* [Exercise prompt]:
For this exercise, set down all the records exactly as given.

● ● ● ●

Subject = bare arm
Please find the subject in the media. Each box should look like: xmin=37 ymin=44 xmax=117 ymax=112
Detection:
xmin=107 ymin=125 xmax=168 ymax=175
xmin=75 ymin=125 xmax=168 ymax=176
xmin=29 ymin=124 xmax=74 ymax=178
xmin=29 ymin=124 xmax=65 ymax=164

● ● ● ●

* [Answer to the exercise]:
Subject = bare arm
Please find the subject in the media. Each box should look like: xmin=37 ymin=44 xmax=117 ymax=112
Detection:
xmin=107 ymin=125 xmax=168 ymax=175
xmin=75 ymin=125 xmax=168 ymax=176
xmin=29 ymin=124 xmax=74 ymax=178
xmin=29 ymin=124 xmax=65 ymax=164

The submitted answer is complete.